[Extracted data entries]
--------------------------------------------------

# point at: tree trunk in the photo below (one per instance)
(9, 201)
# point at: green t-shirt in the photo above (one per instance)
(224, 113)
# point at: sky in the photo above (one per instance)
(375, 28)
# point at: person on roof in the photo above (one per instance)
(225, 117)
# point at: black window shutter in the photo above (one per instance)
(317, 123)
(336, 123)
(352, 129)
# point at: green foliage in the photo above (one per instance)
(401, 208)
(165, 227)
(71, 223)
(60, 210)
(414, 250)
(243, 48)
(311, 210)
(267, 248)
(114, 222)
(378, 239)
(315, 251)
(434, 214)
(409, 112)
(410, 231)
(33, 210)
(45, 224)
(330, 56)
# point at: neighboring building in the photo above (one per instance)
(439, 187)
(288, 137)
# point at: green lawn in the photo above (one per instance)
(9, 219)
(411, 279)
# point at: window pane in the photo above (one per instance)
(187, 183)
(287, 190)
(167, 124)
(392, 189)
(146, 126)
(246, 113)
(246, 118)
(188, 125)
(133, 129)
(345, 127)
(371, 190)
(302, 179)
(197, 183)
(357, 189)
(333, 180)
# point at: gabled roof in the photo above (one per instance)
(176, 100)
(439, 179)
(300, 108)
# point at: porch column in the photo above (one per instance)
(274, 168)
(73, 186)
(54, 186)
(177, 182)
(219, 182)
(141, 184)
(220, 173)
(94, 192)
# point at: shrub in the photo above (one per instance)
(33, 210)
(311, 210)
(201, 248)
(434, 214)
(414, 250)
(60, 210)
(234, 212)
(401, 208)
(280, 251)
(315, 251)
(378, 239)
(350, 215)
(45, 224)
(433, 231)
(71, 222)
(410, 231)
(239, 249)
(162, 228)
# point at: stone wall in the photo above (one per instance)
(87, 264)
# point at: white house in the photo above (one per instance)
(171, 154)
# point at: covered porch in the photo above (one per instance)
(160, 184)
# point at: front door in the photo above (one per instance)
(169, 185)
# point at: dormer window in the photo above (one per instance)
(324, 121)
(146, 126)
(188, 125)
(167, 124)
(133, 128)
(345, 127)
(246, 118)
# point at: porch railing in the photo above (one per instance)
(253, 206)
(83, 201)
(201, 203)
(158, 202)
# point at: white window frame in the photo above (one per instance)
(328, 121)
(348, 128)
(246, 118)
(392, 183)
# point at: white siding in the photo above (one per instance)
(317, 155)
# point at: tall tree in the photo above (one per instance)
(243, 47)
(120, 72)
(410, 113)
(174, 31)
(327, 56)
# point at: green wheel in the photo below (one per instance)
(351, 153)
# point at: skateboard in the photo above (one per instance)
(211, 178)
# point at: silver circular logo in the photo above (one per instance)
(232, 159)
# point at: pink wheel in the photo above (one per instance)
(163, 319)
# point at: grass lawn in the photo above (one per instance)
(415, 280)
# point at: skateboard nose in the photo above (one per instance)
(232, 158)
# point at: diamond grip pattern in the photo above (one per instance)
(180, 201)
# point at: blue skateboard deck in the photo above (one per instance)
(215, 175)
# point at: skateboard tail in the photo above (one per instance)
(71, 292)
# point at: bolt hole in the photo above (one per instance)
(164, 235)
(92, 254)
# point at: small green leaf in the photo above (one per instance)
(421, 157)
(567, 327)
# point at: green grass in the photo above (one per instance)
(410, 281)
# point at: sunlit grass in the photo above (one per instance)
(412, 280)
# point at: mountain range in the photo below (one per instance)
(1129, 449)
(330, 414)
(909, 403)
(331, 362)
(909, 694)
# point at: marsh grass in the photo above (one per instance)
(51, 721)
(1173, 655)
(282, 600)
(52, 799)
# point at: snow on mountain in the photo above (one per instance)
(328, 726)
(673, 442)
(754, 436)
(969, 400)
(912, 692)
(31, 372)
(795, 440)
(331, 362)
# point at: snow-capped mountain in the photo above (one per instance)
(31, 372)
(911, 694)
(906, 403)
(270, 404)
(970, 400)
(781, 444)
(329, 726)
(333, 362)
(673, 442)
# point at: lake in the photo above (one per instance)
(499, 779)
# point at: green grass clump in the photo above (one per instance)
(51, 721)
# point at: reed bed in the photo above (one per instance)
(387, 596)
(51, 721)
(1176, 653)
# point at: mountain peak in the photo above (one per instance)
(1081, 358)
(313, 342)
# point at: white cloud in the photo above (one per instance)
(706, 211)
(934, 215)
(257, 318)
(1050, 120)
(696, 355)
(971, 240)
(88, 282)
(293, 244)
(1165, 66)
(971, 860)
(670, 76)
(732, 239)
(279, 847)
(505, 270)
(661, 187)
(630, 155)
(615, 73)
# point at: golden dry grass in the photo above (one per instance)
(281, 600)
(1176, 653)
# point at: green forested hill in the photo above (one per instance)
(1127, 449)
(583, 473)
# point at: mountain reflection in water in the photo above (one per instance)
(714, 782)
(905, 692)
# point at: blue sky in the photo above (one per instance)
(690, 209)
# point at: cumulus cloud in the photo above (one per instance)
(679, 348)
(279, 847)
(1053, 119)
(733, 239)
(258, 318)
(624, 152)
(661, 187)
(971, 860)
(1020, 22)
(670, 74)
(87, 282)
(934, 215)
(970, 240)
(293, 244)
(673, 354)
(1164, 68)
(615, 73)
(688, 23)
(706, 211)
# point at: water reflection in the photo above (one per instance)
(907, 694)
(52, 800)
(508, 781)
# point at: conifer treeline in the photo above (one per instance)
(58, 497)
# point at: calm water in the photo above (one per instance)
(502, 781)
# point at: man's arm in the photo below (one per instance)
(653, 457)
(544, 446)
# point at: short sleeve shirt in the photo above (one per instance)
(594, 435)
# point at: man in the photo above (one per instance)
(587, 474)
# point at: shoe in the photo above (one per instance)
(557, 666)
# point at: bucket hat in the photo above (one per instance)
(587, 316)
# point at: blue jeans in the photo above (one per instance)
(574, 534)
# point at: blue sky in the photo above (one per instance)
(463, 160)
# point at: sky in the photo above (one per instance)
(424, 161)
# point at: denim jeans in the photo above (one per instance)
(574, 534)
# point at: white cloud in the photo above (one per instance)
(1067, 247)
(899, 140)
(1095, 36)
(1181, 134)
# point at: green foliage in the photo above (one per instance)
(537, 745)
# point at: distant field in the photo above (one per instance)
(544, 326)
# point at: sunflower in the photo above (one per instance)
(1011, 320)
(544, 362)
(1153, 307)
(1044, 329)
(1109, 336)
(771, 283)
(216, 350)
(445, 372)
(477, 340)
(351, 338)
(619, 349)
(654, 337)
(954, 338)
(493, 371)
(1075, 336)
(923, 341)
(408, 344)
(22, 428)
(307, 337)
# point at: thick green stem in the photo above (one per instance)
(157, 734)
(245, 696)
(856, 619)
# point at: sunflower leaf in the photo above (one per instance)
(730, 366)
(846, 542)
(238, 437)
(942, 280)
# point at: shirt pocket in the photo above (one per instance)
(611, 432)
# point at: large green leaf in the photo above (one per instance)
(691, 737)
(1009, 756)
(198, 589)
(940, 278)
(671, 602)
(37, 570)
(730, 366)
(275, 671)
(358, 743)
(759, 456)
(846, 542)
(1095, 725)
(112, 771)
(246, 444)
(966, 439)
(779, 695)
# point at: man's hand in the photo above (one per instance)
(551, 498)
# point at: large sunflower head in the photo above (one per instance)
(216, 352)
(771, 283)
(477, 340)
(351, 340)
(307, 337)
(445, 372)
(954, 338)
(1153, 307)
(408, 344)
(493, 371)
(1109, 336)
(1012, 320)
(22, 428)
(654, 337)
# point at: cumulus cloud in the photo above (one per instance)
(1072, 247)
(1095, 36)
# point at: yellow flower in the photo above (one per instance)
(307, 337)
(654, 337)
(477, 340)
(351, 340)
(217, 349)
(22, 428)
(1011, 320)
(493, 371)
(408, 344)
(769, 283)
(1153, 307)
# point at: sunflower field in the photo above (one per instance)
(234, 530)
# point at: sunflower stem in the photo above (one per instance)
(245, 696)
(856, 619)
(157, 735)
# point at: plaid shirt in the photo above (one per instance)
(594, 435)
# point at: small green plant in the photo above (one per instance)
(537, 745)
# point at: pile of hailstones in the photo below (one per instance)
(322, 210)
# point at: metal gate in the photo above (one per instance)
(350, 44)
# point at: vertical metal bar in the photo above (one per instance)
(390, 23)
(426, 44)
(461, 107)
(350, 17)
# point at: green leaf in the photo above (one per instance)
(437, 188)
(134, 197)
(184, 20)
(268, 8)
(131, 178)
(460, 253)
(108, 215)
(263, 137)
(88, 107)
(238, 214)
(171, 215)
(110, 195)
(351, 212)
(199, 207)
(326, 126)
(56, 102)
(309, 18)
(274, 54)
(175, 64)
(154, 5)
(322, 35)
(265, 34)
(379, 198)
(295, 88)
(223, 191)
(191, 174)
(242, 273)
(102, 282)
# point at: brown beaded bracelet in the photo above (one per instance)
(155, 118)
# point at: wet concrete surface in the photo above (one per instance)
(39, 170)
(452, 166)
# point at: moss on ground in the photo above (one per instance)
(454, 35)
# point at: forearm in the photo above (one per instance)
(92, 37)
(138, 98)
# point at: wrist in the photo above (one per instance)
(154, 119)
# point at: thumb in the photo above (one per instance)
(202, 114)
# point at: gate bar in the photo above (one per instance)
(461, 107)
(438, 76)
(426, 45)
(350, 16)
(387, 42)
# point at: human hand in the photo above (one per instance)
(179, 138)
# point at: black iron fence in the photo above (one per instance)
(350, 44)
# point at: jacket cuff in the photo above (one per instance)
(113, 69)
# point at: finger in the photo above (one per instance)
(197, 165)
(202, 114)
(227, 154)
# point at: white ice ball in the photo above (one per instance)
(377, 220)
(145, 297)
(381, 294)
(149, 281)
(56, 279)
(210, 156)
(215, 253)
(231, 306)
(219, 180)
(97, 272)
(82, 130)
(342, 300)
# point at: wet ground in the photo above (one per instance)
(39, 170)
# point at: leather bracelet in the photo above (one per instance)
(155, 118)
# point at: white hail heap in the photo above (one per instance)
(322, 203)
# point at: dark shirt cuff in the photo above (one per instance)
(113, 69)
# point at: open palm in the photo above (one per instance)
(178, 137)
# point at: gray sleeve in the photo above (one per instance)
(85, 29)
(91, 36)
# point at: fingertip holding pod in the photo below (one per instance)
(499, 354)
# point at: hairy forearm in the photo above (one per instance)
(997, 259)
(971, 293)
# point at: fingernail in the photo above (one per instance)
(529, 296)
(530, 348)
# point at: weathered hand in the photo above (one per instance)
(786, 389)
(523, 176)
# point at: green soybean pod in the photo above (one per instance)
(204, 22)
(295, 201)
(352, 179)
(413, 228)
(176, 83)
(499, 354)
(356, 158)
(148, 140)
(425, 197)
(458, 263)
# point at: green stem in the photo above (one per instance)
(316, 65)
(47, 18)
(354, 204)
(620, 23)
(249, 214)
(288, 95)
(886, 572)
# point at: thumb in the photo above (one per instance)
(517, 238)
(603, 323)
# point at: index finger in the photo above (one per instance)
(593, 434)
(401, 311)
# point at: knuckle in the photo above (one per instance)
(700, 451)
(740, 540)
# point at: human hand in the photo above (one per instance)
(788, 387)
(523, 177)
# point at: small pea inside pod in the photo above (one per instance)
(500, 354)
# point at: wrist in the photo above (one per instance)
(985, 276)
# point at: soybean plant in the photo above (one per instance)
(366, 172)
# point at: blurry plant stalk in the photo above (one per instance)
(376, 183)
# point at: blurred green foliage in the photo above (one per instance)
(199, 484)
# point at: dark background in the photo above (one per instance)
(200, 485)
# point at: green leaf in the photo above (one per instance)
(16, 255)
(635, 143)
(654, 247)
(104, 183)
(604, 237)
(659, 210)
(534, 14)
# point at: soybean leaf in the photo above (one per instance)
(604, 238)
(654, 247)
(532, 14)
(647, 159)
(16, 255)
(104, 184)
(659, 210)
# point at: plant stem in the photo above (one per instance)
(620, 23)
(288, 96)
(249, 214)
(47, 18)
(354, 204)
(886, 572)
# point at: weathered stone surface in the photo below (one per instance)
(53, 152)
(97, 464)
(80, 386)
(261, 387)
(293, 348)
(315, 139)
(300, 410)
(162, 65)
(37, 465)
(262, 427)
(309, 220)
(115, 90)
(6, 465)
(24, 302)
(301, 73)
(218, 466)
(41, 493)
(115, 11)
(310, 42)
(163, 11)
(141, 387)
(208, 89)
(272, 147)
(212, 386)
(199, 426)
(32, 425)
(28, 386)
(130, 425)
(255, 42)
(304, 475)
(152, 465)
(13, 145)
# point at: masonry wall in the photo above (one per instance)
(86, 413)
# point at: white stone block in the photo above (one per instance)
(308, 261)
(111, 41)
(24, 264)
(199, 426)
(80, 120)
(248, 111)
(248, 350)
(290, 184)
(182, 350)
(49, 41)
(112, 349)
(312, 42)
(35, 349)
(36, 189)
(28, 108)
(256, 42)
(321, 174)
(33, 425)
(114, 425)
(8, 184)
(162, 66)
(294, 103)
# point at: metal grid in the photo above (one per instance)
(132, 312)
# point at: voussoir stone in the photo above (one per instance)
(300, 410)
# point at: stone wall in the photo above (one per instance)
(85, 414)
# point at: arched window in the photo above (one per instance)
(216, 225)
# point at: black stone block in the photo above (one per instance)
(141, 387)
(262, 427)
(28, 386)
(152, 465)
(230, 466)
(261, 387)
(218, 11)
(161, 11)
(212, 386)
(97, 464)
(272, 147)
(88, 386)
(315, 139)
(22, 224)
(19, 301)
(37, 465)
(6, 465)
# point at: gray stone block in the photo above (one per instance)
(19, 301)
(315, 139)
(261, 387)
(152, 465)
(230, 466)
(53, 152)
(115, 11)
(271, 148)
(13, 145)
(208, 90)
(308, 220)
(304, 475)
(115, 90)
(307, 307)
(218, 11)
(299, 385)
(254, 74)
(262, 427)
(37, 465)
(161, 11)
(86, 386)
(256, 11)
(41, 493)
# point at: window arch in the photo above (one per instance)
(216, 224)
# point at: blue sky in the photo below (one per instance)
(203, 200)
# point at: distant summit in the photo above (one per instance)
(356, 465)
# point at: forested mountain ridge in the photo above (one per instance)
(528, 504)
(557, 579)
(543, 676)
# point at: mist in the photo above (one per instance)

--------------------------------------------------

What is expected: Copy only the stretch running from the line containing "# point at: metal grid" to the final line of the entries, both ends included, exactly as it stands.

Solution for this problem:
# point at: metal grid in the photo above (one per instance)
(132, 312)
# point at: voussoir stone in the photo above (one per instance)
(300, 410)
# point at: stone wall in the photo above (one per instance)
(85, 414)
# point at: arched window in the photo above (one per instance)
(216, 225)
# point at: black stone block in the photo above (one per instance)
(141, 387)
(262, 427)
(28, 386)
(152, 465)
(230, 466)
(261, 387)
(218, 11)
(161, 11)
(212, 386)
(97, 464)
(272, 147)
(88, 386)
(315, 139)
(22, 224)
(19, 301)
(37, 465)
(6, 465)
# point at: gray stone block in the photo above (one per instance)
(19, 301)
(315, 139)
(261, 387)
(152, 465)
(230, 466)
(53, 152)
(115, 11)
(271, 148)
(13, 145)
(208, 90)
(308, 220)
(304, 475)
(115, 90)
(307, 307)
(218, 11)
(299, 385)
(254, 74)
(262, 427)
(37, 465)
(161, 11)
(86, 386)
(256, 11)
(41, 493)
# point at: window arch in the photo above (one per instance)
(216, 224)
# point at: blue sky in the photo below (one per instance)
(203, 200)
# point at: distant summit in the photo above (one per instance)
(356, 465)
# point at: forested mountain ridge in the photo above (one per instance)
(528, 504)
(557, 579)
(543, 676)
# point at: mist in the photo above (one per instance)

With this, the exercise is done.